■ Work to be completed
Reproduce every one of the records below with "One marker per instance" swapped for "One point for each instance" wherever it occurs. Keep all other text unchanged.

■ Information given
---+---
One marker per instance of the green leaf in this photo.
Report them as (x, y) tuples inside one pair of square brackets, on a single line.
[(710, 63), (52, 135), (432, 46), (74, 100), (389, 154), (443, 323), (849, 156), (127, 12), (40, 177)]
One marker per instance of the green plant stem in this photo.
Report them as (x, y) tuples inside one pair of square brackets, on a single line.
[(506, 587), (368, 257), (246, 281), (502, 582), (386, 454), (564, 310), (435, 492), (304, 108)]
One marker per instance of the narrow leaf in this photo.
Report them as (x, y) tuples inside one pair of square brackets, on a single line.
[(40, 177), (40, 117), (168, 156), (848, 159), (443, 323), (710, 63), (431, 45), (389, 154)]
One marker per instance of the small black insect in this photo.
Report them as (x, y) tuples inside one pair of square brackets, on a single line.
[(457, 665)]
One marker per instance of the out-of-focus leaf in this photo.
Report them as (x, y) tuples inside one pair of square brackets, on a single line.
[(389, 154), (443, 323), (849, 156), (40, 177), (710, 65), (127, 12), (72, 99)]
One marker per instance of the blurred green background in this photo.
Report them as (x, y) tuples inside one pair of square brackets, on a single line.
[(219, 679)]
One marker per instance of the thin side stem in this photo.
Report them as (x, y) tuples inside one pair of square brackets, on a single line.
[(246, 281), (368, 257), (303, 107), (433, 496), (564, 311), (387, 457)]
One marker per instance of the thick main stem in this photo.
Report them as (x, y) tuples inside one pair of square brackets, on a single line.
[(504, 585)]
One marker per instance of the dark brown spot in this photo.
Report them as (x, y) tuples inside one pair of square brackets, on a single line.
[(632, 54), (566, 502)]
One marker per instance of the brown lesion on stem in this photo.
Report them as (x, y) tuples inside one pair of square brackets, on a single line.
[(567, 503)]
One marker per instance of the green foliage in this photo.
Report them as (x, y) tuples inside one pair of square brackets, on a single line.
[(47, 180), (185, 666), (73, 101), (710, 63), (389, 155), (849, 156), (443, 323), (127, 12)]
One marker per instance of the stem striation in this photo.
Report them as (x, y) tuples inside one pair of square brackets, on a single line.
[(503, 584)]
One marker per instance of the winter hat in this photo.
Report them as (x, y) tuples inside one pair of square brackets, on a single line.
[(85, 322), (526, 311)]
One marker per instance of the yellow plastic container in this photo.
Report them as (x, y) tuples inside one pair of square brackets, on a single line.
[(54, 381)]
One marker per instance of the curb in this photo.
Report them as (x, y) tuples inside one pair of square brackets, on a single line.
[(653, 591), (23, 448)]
---+---
■ Exercise response
One point for each instance of the green leaf in this photo.
Report them as (x, y) tuples inside one pair of square brackets, on a single line.
[(710, 63), (52, 135), (432, 46), (74, 100), (389, 154), (443, 323), (849, 156), (127, 12), (40, 177)]
One point for each instance of the green plant stem in this photo.
Report them as (x, y) tuples inside one pair of square brackets, on a single line.
[(506, 587), (368, 257), (246, 281), (502, 582), (386, 454), (564, 310), (435, 492), (304, 108)]
One point for each instance of the narrow leaf in this photo.
Report them as (x, y) tuples inside one pair of square brackets, on a single line.
[(40, 177), (40, 117), (168, 156), (848, 159), (443, 323), (710, 63), (431, 45), (389, 154)]
One point for each instance of the small black insect in this photo.
Report them as (x, y) tuples inside one pair of square brackets, on a single line.
[(457, 665)]
One point for each instance of the out-of-focus leaf in this photo.
Report them as (x, y) tuples inside one pair of square brackets, on a single line.
[(389, 154), (443, 323), (849, 156), (40, 177), (710, 65), (127, 12), (72, 99)]
One point for each instance of the blurred green background in this photo.
Report them as (x, y) tuples inside one pair of square brackets, on a single line.
[(219, 679)]
One point for each instance of the thin side stem in this photo.
Report them as (x, y) tuples inside one pair of square brackets, on a single line.
[(246, 281), (368, 257), (303, 107), (433, 496), (564, 311), (387, 457)]
One point for each instance of the thick main stem in this photo.
Report them as (x, y) tuples inside one pair of square brackets, on a single line.
[(504, 585)]
One point for each instance of the dark brown spot in this photo.
Report them as (x, y) tuples inside one pair of square brackets, on a single line.
[(632, 54), (566, 502)]
One point for each instance of the brown lesion on stem in this photo.
Report them as (x, y) tuples inside one pair of square brackets, on a single line.
[(567, 503)]
One point for each instance of the green foliage in this photo.
Report them as (x, y) tuples inside one pair of square brackets, on a single line.
[(47, 180), (185, 666), (73, 101), (710, 63), (389, 155), (849, 156), (443, 323), (127, 12)]
One point for each instance of the stem striation in this photo.
Report them as (x, y) tuples inside one pair of square brackets, on a single line.
[(503, 584)]
One point for each instance of the winter hat in this photo.
Report them as (x, y) tuples inside one pair of square brackets, on a single line.
[(85, 322), (526, 311)]
One point for each instance of the yellow plastic container in this photo.
Report them as (x, y) tuples inside one pair of square brackets, on a single line.
[(54, 381)]
One point for each instance of the curb in this photo.
Report them as (x, y) tuples inside one pair of square brackets, on a single line.
[(653, 591), (23, 448)]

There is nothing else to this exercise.